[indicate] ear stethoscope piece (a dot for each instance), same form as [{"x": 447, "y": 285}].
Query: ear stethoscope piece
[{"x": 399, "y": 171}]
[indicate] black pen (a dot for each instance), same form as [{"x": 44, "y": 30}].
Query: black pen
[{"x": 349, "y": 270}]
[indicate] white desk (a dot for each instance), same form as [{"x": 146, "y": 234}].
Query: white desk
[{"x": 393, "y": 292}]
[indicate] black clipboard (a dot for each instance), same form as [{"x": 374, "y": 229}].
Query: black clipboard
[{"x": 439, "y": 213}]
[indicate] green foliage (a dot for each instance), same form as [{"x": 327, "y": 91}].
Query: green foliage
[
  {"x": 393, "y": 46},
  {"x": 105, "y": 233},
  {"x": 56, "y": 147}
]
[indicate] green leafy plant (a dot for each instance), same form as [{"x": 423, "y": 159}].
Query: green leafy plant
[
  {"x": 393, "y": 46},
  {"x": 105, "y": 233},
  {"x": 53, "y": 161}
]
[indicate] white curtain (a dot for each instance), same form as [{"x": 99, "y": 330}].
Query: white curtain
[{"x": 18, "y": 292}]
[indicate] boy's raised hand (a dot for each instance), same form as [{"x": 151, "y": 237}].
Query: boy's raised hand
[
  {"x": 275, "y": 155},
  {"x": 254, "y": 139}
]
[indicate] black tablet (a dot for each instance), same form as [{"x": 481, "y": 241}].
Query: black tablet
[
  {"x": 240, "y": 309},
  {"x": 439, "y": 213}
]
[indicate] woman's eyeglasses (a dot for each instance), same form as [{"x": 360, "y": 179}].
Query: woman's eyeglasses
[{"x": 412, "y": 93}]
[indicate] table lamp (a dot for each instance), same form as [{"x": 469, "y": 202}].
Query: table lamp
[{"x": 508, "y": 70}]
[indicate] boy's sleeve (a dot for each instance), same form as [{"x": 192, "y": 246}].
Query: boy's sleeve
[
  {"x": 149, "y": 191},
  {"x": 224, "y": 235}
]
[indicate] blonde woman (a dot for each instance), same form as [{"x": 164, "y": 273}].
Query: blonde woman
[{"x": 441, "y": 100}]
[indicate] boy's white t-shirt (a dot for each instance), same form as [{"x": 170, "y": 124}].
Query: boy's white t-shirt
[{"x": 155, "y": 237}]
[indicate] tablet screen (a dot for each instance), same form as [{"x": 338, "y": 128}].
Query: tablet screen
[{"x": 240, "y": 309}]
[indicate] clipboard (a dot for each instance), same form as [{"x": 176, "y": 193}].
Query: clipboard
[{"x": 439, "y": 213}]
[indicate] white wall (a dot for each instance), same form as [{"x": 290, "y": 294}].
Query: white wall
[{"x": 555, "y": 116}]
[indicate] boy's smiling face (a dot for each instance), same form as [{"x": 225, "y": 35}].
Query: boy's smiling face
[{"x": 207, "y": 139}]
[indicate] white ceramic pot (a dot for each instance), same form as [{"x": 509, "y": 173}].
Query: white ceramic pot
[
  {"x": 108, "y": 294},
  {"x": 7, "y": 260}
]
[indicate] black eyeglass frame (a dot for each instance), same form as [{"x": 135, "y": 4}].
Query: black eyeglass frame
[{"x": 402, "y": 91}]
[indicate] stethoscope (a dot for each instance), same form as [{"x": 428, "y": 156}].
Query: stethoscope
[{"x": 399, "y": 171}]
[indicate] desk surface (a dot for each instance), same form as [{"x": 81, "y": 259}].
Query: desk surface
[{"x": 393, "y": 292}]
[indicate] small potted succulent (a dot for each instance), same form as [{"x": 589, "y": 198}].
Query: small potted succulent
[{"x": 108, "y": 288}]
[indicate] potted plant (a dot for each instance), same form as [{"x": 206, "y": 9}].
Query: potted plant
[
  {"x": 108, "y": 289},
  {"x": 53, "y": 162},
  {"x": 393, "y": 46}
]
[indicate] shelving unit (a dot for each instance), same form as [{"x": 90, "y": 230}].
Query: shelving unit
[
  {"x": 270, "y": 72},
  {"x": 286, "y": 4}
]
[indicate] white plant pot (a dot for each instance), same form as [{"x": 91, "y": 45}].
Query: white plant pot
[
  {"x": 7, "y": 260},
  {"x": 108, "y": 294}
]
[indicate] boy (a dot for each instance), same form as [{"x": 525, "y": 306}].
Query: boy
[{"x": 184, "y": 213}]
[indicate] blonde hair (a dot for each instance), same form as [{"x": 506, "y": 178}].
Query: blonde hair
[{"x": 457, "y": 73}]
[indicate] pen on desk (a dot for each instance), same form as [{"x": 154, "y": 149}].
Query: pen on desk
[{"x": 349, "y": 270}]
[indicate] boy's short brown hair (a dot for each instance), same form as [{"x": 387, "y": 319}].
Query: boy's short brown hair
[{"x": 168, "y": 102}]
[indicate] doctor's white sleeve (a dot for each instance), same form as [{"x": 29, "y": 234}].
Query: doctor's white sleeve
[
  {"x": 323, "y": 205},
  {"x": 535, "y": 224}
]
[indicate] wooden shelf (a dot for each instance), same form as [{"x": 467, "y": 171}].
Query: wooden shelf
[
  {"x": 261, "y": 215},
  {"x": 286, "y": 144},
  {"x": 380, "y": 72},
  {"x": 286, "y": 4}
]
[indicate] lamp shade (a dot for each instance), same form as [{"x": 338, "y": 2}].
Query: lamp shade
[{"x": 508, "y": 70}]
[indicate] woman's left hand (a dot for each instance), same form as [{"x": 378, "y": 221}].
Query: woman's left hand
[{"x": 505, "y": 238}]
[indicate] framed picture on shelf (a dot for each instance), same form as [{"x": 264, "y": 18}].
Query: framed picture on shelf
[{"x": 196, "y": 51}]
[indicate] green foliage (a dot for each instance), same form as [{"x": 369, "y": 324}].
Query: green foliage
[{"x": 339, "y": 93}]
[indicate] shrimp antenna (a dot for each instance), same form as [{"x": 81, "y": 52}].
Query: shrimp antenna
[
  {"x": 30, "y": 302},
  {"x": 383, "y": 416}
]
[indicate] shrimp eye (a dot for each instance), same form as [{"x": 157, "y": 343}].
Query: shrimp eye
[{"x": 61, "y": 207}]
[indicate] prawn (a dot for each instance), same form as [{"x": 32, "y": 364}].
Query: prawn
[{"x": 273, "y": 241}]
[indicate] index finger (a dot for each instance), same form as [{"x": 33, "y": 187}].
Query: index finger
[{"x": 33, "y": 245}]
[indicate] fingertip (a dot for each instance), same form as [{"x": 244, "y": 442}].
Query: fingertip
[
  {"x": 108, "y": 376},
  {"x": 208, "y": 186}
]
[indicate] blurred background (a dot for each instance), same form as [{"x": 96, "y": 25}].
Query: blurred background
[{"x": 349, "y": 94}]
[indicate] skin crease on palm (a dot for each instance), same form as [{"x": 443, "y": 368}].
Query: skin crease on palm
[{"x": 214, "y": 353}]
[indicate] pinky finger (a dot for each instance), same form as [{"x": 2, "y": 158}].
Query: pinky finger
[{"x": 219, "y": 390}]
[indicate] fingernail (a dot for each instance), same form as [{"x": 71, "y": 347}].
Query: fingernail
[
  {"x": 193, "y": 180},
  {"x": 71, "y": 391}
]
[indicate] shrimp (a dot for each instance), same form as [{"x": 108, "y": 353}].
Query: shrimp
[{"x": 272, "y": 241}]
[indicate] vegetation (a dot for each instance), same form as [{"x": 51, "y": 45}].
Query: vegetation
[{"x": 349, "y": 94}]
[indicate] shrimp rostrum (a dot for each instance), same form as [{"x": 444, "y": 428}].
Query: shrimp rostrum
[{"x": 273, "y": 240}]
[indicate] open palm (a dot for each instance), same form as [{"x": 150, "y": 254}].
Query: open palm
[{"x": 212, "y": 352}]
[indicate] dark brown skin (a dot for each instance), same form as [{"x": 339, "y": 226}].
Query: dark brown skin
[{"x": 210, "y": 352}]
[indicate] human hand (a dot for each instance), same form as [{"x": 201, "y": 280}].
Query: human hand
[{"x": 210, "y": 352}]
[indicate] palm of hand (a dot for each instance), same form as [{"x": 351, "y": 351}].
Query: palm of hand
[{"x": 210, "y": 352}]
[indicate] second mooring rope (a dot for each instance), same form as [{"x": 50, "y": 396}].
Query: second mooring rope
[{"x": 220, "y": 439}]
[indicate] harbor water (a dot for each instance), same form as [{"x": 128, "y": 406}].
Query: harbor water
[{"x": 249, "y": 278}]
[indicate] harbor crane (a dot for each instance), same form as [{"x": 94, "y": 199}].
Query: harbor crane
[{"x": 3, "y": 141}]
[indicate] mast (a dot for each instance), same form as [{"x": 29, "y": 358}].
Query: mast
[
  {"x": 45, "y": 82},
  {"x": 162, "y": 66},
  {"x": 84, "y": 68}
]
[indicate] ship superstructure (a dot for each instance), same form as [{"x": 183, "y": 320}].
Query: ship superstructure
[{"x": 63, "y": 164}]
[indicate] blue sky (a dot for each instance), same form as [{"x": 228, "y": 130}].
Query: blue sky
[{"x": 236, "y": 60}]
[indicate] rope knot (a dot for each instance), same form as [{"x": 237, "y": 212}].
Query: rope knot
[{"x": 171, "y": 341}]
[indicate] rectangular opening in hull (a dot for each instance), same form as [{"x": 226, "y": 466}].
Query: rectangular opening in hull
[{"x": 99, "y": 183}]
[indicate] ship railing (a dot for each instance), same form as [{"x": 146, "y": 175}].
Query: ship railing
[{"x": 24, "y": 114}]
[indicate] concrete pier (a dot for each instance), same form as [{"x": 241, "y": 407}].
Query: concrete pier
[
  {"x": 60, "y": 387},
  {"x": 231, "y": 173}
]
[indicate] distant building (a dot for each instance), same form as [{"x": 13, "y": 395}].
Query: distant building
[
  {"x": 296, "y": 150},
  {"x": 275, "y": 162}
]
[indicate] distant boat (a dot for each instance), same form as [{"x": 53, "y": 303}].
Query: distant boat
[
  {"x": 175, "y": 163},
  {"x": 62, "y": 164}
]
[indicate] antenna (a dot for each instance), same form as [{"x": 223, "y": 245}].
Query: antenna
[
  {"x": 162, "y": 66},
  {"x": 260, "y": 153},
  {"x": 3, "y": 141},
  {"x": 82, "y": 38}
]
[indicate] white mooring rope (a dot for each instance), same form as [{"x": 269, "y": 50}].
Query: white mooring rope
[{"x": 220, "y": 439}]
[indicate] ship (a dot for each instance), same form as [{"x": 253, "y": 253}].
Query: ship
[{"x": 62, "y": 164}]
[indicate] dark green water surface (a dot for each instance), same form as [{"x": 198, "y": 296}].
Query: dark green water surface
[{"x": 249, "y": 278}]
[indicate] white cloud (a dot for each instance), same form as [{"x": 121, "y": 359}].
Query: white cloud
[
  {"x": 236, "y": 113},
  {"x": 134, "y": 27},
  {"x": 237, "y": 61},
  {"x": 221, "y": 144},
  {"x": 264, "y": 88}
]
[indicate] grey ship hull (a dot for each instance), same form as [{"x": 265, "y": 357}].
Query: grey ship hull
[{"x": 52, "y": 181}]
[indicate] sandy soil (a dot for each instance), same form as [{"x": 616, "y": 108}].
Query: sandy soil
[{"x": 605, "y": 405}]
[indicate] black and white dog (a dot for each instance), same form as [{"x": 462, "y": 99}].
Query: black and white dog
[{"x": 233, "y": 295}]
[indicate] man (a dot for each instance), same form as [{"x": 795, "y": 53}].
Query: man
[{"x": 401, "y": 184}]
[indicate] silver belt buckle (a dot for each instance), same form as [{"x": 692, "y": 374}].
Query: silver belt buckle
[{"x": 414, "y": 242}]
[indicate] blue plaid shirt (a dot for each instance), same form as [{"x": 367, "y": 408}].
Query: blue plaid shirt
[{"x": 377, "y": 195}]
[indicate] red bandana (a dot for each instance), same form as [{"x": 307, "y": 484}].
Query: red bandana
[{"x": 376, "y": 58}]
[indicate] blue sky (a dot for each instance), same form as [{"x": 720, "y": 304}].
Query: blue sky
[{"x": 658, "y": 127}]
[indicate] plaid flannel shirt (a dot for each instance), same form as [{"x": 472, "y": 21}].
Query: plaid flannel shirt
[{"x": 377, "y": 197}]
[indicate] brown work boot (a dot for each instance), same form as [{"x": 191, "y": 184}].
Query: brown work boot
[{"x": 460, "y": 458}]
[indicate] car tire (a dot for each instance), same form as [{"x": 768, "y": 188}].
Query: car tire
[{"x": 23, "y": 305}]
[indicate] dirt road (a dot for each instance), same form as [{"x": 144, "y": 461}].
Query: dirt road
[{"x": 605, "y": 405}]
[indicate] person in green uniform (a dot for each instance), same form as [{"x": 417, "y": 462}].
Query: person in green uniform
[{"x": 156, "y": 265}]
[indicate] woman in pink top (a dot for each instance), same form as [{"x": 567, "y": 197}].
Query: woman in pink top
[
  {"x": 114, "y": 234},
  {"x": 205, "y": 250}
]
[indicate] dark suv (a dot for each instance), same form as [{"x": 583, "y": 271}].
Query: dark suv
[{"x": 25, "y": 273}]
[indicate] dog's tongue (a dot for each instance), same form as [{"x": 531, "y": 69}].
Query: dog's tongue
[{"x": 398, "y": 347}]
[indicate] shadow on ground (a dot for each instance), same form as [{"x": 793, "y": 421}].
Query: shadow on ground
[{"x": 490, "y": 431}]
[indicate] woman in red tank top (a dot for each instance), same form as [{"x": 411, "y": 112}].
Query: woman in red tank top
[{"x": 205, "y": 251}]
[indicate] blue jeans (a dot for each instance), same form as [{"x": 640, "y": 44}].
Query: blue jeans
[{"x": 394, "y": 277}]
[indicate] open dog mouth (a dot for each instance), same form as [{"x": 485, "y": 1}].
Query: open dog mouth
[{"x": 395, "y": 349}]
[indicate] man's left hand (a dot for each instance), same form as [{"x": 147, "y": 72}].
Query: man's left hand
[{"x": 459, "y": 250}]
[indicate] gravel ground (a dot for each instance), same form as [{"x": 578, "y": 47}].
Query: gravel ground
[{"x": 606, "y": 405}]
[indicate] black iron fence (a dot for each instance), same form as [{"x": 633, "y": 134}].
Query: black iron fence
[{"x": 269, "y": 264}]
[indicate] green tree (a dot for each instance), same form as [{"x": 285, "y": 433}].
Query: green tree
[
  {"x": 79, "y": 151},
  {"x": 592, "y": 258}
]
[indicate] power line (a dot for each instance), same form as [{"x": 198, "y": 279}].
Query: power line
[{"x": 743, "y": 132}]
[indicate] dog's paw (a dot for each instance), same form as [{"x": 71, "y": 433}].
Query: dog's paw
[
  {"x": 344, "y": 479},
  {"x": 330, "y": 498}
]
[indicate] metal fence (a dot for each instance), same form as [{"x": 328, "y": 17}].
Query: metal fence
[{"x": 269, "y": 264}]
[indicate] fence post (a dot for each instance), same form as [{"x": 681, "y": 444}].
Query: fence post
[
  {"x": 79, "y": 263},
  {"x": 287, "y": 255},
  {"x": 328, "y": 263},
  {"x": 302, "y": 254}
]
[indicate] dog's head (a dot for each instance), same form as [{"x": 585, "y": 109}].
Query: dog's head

• • •

Find the line containing "[indicate] dog's paw", then output it and every line after it to the end of the data, exactly.

* [EXERCISE RESULT]
[indicate] dog's paw (a dot for each instance), same form as [{"x": 71, "y": 433}].
Query: dog's paw
[
  {"x": 344, "y": 479},
  {"x": 330, "y": 498}
]
[indicate] metal fence (a dot for each instance), same form as [{"x": 328, "y": 17}].
Query: metal fence
[{"x": 269, "y": 264}]
[indicate] fence post (a dot for each instance), same form as [{"x": 681, "y": 444}].
Query: fence post
[
  {"x": 79, "y": 263},
  {"x": 287, "y": 255},
  {"x": 328, "y": 263},
  {"x": 302, "y": 254}
]
[indicate] dog's head (a dot for each instance), same form as [{"x": 585, "y": 109}].
Query: dog's head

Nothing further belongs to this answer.